Stored entries
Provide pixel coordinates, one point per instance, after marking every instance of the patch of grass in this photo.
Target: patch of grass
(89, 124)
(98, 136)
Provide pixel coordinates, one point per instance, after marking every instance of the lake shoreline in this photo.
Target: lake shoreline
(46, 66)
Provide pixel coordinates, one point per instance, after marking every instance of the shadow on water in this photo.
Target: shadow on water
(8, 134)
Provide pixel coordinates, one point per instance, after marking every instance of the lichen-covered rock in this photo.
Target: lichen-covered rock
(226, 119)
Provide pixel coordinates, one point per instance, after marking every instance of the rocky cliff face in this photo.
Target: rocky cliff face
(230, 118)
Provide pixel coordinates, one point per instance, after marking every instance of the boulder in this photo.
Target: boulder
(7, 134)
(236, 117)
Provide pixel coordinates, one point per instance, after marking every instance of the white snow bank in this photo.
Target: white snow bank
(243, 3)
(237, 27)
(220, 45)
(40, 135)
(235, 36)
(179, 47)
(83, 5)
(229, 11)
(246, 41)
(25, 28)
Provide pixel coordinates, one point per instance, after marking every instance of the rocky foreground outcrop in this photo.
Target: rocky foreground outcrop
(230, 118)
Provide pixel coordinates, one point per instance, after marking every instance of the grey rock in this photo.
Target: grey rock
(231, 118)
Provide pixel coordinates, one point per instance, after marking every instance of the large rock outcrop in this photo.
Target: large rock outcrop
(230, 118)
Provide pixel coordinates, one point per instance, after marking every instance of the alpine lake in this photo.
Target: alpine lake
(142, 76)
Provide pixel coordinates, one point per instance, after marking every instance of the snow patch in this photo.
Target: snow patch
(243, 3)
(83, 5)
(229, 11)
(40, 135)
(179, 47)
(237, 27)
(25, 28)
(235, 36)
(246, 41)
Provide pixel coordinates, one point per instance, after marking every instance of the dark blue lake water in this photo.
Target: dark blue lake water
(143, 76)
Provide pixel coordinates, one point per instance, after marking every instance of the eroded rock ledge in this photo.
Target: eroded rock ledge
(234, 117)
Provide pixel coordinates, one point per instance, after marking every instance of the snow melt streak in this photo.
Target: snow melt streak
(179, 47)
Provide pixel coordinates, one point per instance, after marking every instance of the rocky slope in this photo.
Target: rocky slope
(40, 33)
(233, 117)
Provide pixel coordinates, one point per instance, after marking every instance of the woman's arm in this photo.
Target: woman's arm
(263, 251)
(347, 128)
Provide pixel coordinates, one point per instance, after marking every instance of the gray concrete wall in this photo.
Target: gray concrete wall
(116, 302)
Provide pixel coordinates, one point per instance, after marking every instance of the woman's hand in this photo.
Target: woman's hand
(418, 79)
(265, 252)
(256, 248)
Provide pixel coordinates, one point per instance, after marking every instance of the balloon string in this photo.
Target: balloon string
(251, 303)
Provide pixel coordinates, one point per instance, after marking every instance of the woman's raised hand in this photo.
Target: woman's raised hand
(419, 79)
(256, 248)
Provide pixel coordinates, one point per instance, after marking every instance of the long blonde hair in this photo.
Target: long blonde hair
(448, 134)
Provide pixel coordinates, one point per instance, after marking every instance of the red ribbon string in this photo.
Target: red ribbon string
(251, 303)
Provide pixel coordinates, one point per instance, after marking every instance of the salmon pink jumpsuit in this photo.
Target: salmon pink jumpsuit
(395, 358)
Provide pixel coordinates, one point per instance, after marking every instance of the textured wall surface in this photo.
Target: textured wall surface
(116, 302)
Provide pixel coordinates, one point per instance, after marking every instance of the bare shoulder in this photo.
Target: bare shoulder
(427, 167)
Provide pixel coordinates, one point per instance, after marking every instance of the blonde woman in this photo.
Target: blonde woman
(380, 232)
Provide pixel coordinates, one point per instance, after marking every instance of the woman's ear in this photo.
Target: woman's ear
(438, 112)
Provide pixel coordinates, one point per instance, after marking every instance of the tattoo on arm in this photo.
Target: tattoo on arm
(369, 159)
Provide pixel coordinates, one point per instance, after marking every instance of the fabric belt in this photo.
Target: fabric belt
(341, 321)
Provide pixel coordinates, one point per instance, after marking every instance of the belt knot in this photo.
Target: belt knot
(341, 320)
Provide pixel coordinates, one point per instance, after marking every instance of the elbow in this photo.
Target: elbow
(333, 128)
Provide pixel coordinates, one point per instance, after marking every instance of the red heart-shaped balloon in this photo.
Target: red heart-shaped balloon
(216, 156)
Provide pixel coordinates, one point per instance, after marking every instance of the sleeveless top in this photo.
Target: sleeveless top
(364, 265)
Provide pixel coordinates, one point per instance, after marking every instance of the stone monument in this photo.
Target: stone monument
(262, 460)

Problem to solve.
Reproduce every line of the records above, word for word and character for character.

Task solution.
Provide pixel coordinates, one point per instance, after marking every instance of the patch of grass in this photo.
Target: patch of grass
(89, 124)
(98, 136)
Provide pixel coordinates, one point per instance, after marking every instance of the lake shoreline in this photo.
Target: lake shoreline
(46, 66)
Provide pixel coordinates, one point per instance, after marking every instance of the shadow on water in this photo.
Target: shadow on water
(8, 134)
Provide pixel coordinates, one point per instance, after marking every instance of the lichen-covered rock in this photo.
Target: lichen-covered rock
(226, 119)
Provide pixel coordinates, one point per instance, after marking every instance of the rocky cliff face in this photo.
Target: rocky cliff face
(230, 118)
Provide pixel coordinates, one point per instance, after marking every instance of the boulder in this photo.
Target: boulder
(7, 134)
(236, 117)
Provide pixel coordinates, one point per instance, after marking every instance of the white snow bank in this photo.
Target: white snow bank
(243, 3)
(237, 27)
(220, 45)
(40, 135)
(235, 36)
(179, 47)
(83, 5)
(229, 11)
(246, 41)
(25, 28)
Provide pixel coordinates, one point per instance, after marking every instance of the rocky foreground outcrop in this photo.
Target: rocky foreground outcrop
(230, 118)
Provide pixel coordinates, one point per instance, after marking every instance of the grey rock in this photo.
Target: grey rock
(231, 118)
Provide pixel coordinates, one point per instance, after marking every instance of the large rock outcrop in this photo.
Target: large rock outcrop
(230, 118)
Provide pixel coordinates, one point per instance, after marking every instance of the alpine lake in this photo.
Target: alpine lake
(142, 76)
Provide pixel coordinates, one point per instance, after marking every instance of the snow patch in this photo.
Target: snow patch
(243, 3)
(83, 5)
(229, 11)
(40, 135)
(179, 47)
(237, 27)
(25, 28)
(235, 36)
(246, 41)
Provide pixel coordinates, one point per instance, after marking every instance of the dark blue lake water in this photo.
Target: dark blue lake water
(143, 76)
Provide pixel coordinates, one point per instance, after marking every instance of the eroded rock ledge in this photo.
Target: eroded rock ledge
(234, 117)
Provide pixel coordinates, one point per instance, after marking every instance of the snow melt streak in this photo.
Target: snow melt streak
(179, 47)
Provide pixel coordinates, one point per instance, after marking every instance of the rocky slope in this photo.
Target: rocky slope
(40, 33)
(233, 117)
Provide pixel coordinates, one point per instance, after marking every instance of the woman's arm in this photo.
Target: woman's arm
(263, 251)
(347, 128)
Provide pixel coordinates, one point per instance, after marking every instance of the gray concrete wall in this photo.
Target: gray concrete wall
(116, 302)
Provide pixel coordinates, one point per instance, after marking every instance of the woman's hand in this photo.
Target: woman's hand
(418, 79)
(265, 252)
(256, 248)
Provide pixel coordinates, one point per instance, after marking every instance of the balloon string in this photo.
Target: balloon string
(251, 303)
Provide pixel coordinates, one point per instance, after marking every instance of the woman's raised hand in this photo.
Target: woman's raised hand
(419, 79)
(256, 248)
Provide pixel coordinates, one point per instance, after marking every instance of the long blonde hair in this photo.
Target: long blonde hair
(448, 134)
Provide pixel coordinates, one point per instance, after marking every instance of the red ribbon string in this photo.
Target: red ribbon string
(251, 303)
Provide pixel coordinates, one point per instance, after marking every instance of the salmon pink jumpsuit in this photo.
Target: salmon pink jumpsuit
(395, 358)
Provide pixel coordinates, one point per instance, after marking every instance of the textured wall surface in this photo.
Target: textured wall surface
(116, 302)
Provide pixel coordinates, one point per instance, after marking every instance of the bare shoulder in this photo.
Target: bare shoulder
(427, 167)
Provide pixel coordinates, one point per instance, after marking every instance of the blonde woman in this photo.
Target: blonde woman
(380, 232)
Provide pixel coordinates, one point per instance, after marking every instance of the woman's ear in this photo.
Target: woman's ear
(438, 112)
Provide pixel coordinates, one point per instance, after marking every instance of the tattoo on arm in this photo.
Target: tattoo on arm
(369, 159)
Provide pixel coordinates, one point per instance, after marking every instance of the fabric belt in this photo.
Target: fabric belt
(341, 321)
Provide pixel coordinates, one point per instance, after marking every instance of the belt knot in this photo.
Target: belt knot
(341, 320)
Provide pixel coordinates, one point per instance, after marking every instance of the elbow in this photo.
Target: elbow
(333, 128)
Provide pixel coordinates, one point per instance, after marking every instance of the red heart-shaped balloon in this photo.
Target: red heart-shaped balloon
(216, 156)
Provide pixel coordinates, one point per instance, after marking every instance of the sleeveless top in this photo.
Target: sleeveless top
(364, 265)
Provide pixel coordinates, one point per instance, after marking every instance of the stone monument in this photo.
Target: stone monument
(262, 460)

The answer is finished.